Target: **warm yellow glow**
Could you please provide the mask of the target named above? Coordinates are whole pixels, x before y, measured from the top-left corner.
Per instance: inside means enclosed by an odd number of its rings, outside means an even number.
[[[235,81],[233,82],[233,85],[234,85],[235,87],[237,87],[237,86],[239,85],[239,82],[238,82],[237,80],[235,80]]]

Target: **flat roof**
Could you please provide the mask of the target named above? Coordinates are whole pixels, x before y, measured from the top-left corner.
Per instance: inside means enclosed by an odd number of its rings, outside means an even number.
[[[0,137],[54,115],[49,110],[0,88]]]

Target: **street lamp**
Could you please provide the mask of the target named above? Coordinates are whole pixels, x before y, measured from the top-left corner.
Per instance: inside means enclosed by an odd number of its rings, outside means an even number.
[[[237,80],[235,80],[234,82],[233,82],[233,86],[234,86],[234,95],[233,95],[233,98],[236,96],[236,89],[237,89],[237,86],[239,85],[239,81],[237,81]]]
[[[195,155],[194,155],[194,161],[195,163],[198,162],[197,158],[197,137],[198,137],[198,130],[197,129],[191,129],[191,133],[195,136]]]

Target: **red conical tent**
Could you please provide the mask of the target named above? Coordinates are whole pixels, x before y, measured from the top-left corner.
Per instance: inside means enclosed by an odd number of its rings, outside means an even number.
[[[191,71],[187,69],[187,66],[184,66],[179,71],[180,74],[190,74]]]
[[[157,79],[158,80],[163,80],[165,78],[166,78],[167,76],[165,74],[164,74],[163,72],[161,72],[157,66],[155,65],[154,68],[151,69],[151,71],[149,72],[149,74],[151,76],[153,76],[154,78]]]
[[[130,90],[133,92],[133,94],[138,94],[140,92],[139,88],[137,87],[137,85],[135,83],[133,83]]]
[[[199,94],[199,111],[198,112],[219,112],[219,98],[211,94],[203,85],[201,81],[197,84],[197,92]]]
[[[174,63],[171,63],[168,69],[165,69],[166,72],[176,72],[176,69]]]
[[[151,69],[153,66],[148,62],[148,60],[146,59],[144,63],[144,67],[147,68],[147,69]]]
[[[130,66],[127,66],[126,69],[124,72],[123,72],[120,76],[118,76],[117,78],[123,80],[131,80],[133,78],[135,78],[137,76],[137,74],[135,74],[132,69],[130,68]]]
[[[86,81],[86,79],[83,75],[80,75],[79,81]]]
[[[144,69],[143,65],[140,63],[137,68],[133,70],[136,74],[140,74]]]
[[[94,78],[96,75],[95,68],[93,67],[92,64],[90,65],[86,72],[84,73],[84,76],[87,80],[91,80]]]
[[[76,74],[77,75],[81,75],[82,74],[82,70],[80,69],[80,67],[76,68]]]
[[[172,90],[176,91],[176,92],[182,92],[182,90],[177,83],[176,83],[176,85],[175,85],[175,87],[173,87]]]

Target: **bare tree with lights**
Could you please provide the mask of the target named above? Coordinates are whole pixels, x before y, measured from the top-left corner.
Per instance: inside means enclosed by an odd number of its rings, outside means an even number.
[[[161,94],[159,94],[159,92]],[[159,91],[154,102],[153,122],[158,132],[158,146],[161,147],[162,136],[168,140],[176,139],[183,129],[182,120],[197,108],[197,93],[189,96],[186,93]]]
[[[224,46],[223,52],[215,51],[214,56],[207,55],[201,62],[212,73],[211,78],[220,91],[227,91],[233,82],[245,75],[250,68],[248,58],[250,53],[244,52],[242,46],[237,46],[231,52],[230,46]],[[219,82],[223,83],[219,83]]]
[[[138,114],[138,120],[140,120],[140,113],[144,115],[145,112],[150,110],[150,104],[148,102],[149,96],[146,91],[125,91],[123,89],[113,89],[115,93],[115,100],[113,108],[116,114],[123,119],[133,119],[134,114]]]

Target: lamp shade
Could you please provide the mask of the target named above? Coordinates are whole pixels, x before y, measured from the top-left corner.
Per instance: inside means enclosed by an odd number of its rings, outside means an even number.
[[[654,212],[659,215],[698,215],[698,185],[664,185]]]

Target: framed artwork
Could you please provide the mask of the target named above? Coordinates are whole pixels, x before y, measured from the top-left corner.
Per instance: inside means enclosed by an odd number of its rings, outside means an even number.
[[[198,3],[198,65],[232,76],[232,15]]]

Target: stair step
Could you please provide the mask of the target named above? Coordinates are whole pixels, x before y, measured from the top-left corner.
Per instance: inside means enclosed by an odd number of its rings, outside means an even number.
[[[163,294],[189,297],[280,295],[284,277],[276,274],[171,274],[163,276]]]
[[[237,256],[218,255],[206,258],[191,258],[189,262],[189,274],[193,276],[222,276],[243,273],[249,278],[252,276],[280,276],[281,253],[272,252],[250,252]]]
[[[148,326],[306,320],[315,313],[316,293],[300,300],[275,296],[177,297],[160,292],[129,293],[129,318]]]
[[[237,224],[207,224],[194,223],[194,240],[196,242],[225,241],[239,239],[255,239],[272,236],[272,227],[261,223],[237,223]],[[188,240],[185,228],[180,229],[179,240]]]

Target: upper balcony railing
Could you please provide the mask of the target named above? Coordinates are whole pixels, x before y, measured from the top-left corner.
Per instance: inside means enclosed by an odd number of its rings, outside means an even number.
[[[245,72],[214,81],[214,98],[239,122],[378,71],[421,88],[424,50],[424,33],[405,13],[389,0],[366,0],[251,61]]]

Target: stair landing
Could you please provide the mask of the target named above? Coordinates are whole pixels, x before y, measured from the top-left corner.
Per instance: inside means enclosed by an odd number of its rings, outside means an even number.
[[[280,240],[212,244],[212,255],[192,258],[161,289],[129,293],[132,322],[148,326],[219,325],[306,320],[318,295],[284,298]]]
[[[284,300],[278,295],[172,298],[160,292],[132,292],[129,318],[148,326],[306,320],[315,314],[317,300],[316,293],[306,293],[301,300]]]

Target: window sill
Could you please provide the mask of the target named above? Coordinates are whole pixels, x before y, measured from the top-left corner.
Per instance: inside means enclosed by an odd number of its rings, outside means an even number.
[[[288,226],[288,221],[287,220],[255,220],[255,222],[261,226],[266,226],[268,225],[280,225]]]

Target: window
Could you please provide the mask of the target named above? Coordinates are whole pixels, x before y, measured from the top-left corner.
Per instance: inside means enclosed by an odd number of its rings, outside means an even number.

__Given request__:
Please copy the records word for word, from the line with "Target: **flat roof**" to the line with "[[[0,137],[54,115],[49,110],[0,88]]]", including both of those lines.

__Right answer__:
Target: **flat roof**
Could you please provide the mask of the target named above? Coordinates are whole pixels, x before y, measured from the top-left corner.
Per instance: inside means enclosed by an odd number of its rings, outside means an even number.
[[[0,137],[54,115],[49,110],[0,88]]]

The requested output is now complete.